本文:
説明

可食性フィルム供給具及び可食性フィルム

【課題】可食性フィルムを収容すると共に、所定長さの可食性フィルムを外部に排出して使用に供することができる可食性フィルム供給具を提供する。
【解決手段】供給具1は、長尺の可食性フィルム60が巻回されたフィルムロール66とケース10とを具備し、可食性フィルムは所定長さ間隔で設けられ、それぞれ二以上の切り込み部及びつなぎ部により形成された複数の切り離し線を備え、ケースは、フィルムロールを回転可能に支持するロール支持部15、ケースに開口する開口部20、ロール支持部と開口部との間に位置するローラ30、ローラの周面から突出した突起部32、ローラの回転軸と同軸に一方の回転方向に回動しローラを回転させる操作レバー40、ローラの回転を一方向に規制する回転方向規制機構35,45、操作レバーを他方向に付勢する付勢部材48を備え、切り込み部と突起部は係合可能に形成されている。

【発明の詳細な説明】
【技術分野】
【0001】
本発明は、可食性フィルムを収容すると共に、所定長さの可食性フィルムを外部に排出して使用に供することができる可食性フィルム供給具、及び、該可食性フィルム供給具に使用される可食性フィルムに関するものである。
【背景技術】
【0002】
口中清涼剤やフィルム状製剤などの可食性フィルムの包装形態としては、所定のサイズにカットされた可食性フィルムが、数十枚重ねられた状態で箱型の小型ケースに収容されているものが公知である(例えば、特許文献1参照)。ここで、特許文献1のケースでは、箱体に対してヒンジ部を介して蓋体が取り付けられており、この蓋体は先端に向かって幅広となるように形成されていると共に、蓋体の先端には箱体と係脱可能な係止部が設けられている。かかる構成により、蓋体の係止を解除すると、先端に向かって幅広となる開口部が形成されるため、最上のフィルムに指の腹を押し当てて先端に向かってスライドさせ易く、フィルムを一枚ずつ取り出すことができる。
【0003】
一方、所定のサイズにカットされた可食性フィルムが、プラスチックフィルム等のガスバリア性のフィルムで形成された袋状の容器に、一枚ずつ収容された包装体も公知である(例えば、特許文献2参照)。ここで、特許文献2の包装体は、イージーオープン性及びヒートシール性を備える二枚のフィルムの周縁をヒートシールし、内部に可食性フィルムなどの被包装フィルムを収容したものである。かかる構成により、イージーオープン性を備える二枚のフィルムを容易に剥離して、被包装フィルムを取り出すことができる。

作業指示:
可食性フィルム供給具の説明について答えてください。
(a) ケースのうち、フィルムロールを回転可能に支持する部分は何と呼ばれていますか?
(b) 特許文献1のケースでは、蓋体は箱体に何を介して取り付けられていますか?
(c) 特許文献2の包装体で、周縁をヒートシールされる二枚のフィルムはどのような性質を備えていますか?
この作業に項目を参照する必要はありません。

提供データ:
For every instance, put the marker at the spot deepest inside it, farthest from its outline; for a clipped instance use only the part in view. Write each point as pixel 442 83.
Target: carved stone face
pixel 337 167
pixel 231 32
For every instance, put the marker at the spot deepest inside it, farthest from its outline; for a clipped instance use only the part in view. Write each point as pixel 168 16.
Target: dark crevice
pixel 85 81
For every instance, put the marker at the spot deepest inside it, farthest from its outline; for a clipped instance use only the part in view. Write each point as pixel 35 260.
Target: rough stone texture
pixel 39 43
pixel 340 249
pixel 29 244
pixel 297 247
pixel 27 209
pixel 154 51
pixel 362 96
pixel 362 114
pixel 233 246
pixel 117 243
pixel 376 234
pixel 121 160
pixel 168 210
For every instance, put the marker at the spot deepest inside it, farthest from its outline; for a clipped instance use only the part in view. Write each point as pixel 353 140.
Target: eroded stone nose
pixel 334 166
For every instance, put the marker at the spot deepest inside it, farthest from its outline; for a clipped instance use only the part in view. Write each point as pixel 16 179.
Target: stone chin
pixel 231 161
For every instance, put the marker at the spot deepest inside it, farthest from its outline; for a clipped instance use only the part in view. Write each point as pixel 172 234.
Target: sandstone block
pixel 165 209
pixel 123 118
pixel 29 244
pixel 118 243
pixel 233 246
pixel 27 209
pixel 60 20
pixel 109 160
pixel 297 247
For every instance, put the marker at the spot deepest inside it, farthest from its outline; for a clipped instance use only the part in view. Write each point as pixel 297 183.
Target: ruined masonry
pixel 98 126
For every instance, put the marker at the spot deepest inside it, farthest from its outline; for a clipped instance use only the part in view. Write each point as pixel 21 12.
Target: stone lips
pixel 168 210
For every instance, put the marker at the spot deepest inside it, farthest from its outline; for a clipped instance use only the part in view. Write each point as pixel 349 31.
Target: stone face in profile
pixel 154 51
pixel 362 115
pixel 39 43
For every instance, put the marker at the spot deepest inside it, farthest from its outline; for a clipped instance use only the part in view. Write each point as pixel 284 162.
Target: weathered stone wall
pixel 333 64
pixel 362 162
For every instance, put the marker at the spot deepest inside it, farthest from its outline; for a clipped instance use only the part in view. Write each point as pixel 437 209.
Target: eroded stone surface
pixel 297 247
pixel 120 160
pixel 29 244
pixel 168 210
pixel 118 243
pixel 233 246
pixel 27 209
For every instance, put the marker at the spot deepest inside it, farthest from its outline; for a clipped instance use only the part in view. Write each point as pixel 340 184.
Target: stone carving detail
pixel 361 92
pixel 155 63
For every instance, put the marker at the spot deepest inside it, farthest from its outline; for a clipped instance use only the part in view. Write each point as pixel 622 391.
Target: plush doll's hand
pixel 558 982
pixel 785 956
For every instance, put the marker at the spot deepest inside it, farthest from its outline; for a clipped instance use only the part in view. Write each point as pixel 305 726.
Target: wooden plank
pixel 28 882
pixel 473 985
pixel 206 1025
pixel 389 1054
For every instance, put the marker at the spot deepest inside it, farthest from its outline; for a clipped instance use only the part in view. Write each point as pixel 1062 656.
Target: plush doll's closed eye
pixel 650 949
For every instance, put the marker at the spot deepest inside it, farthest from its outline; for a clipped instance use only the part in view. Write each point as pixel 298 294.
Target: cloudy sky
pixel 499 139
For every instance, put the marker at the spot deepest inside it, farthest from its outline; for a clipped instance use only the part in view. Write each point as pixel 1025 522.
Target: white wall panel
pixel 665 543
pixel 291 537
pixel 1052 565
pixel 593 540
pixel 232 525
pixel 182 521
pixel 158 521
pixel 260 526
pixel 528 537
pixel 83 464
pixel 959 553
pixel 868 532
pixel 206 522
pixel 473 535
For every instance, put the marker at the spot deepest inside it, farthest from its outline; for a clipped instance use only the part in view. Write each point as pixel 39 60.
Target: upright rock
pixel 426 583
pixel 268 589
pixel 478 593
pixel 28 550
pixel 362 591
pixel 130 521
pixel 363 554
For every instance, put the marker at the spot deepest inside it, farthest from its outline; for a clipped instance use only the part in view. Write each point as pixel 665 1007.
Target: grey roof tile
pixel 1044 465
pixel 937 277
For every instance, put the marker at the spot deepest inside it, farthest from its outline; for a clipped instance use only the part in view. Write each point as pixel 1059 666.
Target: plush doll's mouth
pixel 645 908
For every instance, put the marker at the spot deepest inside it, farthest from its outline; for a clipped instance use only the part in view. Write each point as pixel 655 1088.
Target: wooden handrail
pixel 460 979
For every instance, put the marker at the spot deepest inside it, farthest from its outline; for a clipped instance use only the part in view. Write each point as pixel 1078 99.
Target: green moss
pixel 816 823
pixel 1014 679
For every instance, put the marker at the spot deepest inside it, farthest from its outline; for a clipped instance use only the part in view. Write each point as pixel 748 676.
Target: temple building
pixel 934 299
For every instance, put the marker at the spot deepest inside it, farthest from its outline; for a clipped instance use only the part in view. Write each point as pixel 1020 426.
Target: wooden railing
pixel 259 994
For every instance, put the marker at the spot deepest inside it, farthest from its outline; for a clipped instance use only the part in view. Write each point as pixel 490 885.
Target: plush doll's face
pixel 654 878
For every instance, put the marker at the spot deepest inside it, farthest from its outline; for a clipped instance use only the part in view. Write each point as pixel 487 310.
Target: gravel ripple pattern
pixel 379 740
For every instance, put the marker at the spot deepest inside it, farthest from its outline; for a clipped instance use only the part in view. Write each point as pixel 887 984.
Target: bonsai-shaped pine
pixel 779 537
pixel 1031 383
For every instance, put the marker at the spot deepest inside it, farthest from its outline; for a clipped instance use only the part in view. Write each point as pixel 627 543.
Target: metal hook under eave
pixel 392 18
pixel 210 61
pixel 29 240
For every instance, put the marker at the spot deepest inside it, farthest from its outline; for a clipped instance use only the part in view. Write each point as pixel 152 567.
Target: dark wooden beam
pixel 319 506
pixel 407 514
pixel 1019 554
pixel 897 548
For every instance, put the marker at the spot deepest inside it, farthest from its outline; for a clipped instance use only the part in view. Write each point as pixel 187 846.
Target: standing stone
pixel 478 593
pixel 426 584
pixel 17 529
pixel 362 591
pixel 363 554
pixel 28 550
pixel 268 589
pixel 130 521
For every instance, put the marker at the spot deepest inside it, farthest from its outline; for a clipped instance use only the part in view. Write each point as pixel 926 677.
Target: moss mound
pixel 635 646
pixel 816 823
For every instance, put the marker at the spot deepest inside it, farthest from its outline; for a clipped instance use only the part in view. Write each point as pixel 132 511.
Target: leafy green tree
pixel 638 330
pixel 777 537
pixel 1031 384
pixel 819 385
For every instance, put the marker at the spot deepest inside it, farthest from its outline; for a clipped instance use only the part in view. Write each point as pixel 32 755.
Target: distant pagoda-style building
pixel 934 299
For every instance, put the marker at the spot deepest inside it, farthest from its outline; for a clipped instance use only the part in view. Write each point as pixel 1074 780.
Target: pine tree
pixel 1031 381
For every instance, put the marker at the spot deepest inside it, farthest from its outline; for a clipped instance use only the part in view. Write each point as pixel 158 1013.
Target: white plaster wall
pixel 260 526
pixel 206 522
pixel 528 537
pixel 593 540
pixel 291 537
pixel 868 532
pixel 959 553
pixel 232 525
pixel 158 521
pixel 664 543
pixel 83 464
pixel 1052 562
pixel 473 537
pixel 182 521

回答:
(a) ロール支持部15
(b) ヒンジ部
(c) イージーオープン性及びヒートシール性